Researchers at Hidden Layer discovered a vulnerability (CVE-2024-27322) in R that allows attackers to execute arbitrary code through malicious RDS files, which exploits R’s deserialization process by injecting code within a promise object and leveraging lazy evaluation.
R is an open-source language and environment for statistical computing, data visualization, and machine learning that offers a core language and a rich library ecosystem, making it a popular choice for statistics and data science.
Its strength in statistical analysis of large datasets extends its applications to healthcare, finance, government, and AI/ML, while the prevalence of R is evident in numerous R conferences featuring speakers from leading organizations in these sectors.
It has a robust ecosystem that contributes to its popularity in scientific computing, and CRAN, the main repository for R packages, boasts over 20,000 packages with millions of downloads.

#### SOURCE DATA:
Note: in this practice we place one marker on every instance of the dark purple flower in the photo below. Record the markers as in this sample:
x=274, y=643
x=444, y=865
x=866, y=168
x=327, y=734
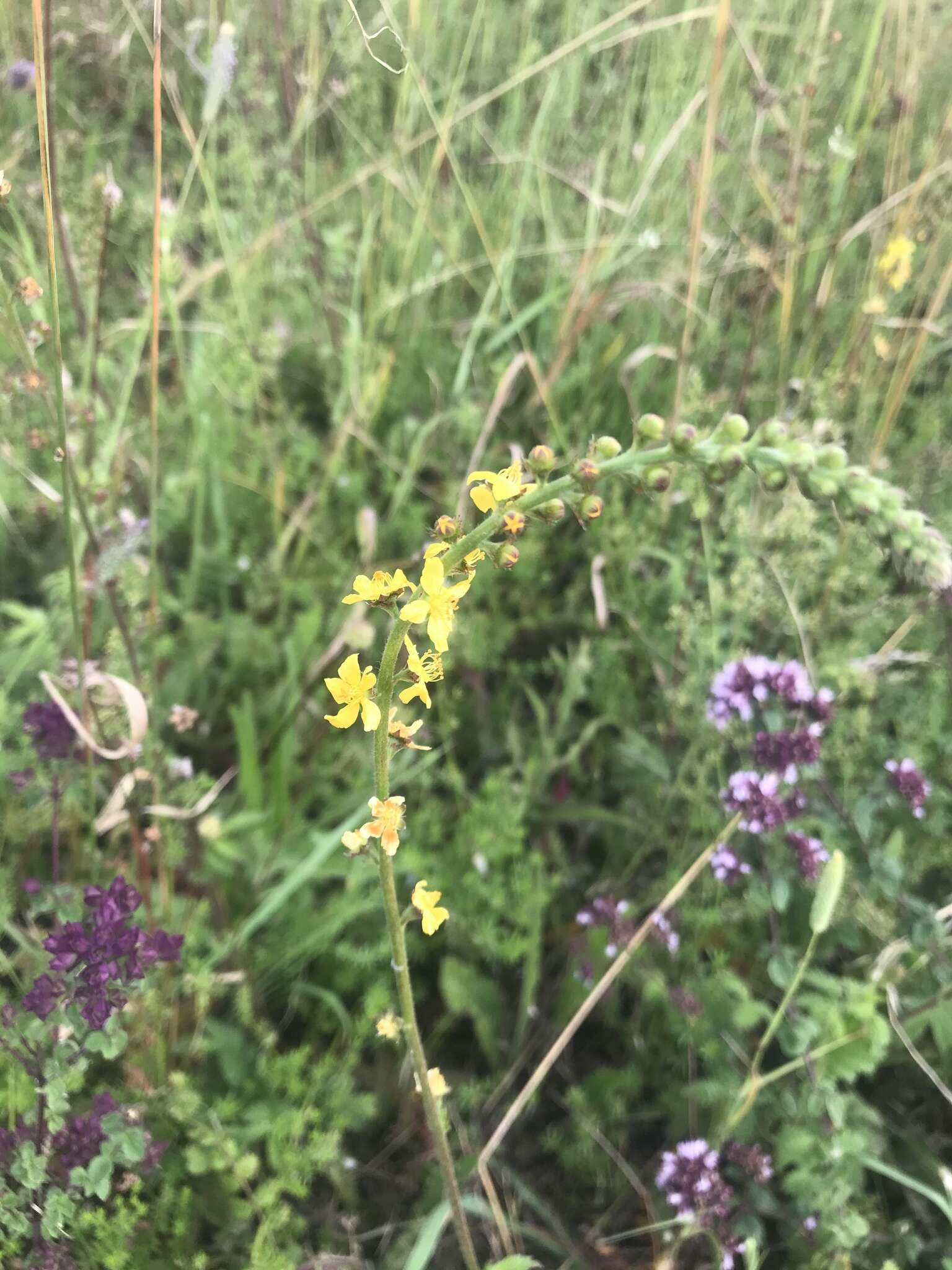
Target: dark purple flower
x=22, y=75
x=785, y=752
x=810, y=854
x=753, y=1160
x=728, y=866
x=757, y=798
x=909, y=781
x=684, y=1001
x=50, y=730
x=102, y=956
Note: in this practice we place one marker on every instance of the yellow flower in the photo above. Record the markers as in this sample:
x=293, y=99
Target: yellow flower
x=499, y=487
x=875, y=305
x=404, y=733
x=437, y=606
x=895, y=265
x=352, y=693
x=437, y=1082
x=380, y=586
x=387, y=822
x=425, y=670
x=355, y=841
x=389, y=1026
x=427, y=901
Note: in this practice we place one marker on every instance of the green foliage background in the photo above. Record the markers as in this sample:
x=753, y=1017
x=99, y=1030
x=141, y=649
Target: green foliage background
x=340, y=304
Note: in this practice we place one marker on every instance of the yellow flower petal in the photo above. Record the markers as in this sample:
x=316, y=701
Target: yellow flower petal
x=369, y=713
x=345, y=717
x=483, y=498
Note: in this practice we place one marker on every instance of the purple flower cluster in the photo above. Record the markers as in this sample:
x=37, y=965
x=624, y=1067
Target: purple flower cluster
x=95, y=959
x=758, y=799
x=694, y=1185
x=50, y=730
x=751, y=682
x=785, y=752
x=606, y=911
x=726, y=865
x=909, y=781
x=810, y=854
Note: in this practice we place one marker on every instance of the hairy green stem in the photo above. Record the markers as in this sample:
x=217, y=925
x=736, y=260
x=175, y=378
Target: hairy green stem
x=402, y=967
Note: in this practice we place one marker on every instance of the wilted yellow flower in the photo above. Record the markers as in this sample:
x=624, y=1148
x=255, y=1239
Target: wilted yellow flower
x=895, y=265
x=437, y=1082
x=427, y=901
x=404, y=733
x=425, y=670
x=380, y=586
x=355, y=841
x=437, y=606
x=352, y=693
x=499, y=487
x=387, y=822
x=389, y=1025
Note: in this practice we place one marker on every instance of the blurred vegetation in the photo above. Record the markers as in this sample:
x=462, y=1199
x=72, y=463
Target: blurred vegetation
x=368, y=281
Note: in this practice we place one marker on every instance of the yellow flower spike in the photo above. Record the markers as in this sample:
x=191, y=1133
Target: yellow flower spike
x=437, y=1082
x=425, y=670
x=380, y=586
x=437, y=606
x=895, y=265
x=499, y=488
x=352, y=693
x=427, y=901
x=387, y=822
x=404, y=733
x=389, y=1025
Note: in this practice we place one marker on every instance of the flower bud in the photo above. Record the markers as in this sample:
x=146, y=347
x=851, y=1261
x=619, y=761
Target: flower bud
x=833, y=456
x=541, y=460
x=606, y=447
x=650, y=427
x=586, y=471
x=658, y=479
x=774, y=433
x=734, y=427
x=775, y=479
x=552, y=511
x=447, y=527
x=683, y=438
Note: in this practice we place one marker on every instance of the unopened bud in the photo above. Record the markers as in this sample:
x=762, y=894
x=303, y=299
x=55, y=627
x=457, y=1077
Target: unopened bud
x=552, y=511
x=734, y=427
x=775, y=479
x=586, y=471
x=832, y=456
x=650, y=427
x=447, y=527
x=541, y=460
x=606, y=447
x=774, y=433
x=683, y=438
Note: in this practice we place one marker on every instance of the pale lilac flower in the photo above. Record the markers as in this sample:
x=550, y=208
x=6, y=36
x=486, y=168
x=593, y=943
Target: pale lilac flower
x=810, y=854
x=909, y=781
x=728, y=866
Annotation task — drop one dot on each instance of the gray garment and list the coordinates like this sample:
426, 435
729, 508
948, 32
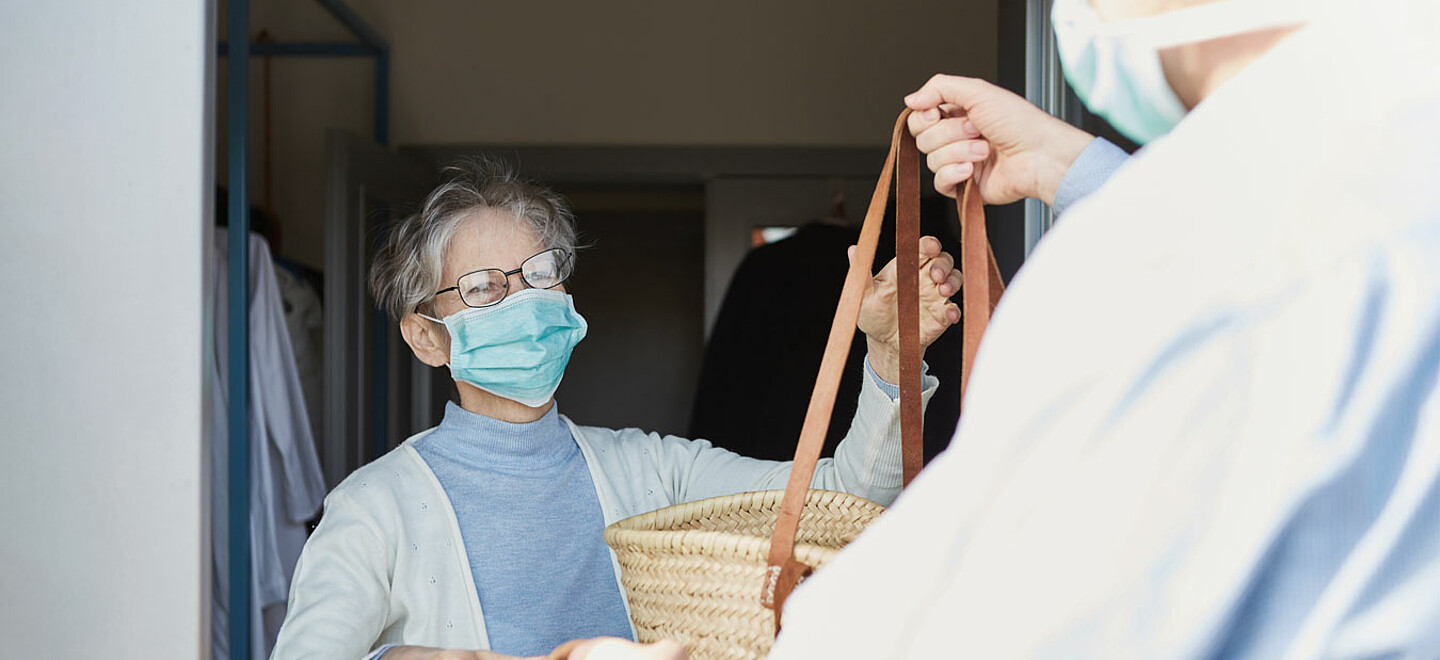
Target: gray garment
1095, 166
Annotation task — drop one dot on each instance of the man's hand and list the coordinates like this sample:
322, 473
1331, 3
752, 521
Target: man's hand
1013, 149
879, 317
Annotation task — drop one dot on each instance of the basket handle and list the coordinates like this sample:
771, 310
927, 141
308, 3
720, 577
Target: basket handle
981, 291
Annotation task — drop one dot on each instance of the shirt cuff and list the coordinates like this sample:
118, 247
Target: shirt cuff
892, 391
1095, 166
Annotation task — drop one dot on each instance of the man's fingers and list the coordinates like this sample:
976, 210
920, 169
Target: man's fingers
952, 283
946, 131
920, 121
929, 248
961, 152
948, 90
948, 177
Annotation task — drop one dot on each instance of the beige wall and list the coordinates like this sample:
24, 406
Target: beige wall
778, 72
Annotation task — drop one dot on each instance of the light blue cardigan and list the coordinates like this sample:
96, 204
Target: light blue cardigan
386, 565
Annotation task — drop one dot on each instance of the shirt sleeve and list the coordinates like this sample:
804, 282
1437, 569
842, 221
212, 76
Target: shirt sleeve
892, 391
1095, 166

#### PROBLEMS AND TASKS:
#1 Rewrite the passage about the R vulnerability between "R is an open-source" and "in these sectors.", inclusive, with "data science" replaced by "quantitative research".
#2 Continue the passage about the R vulnerability from the point where it stops.

#### RESPONSES:
#1
R is an open-source language and environment for statistical computing, data visualization, and machine learning that offers a core language and a rich library ecosystem, making it a popular choice for statistics and quantitative research.
Its strength in statistical analysis of large datasets extends its applications to healthcare, finance, government, and AI/ML, while the prevalence of R is evident in numerous R conferences featuring speakers from leading organizations in these sectors.

#2
R’s extensive use across government agencies, medical institutions, and financial institutions makes It vulnerable to code execution attacks. Exploiting such vulnerabilities, like the recently discovered deserialization vulnerability (CVE-2024-27322), can have far-reaching consequences.
It utilizes the RDS (R Data Serialization) format for saving and loading objects, which efficiently stores data structures for later use or network transfer. Similar to other serialization methods, RDS converts objects into a transferable format and reconstructs them (deserialization) when needed.
Notably, R packages leverage RDS during compilation, and a compiled package creates two files: .rdb stores serialized object representations, and .rdx holds metadata for the .rdb binary data. While loading the package, R utilizes the .rdx index to locate and load the serialized data from .rdb into RDS format.
The focus of the exploit lies in manipulating the RDS header and bytecode instructions (ReadItem function) to achieve code execution without disrupting the object structure, which is challenging because RDS lacks explicit termination instructions and relies on object boundaries.
Researchers discovered a vulnerability in deserialization code that exploits lazy evaluation, as the code uses a promise object with a symbol and an expression, while accessing the symbol triggers the expression’s evaluation.
By crafting a promise with an unbounded value instead of a symbol, they created a payload that executes the expression when the deserialized object is used, bypassing immediate code execution within the deserialization process itself.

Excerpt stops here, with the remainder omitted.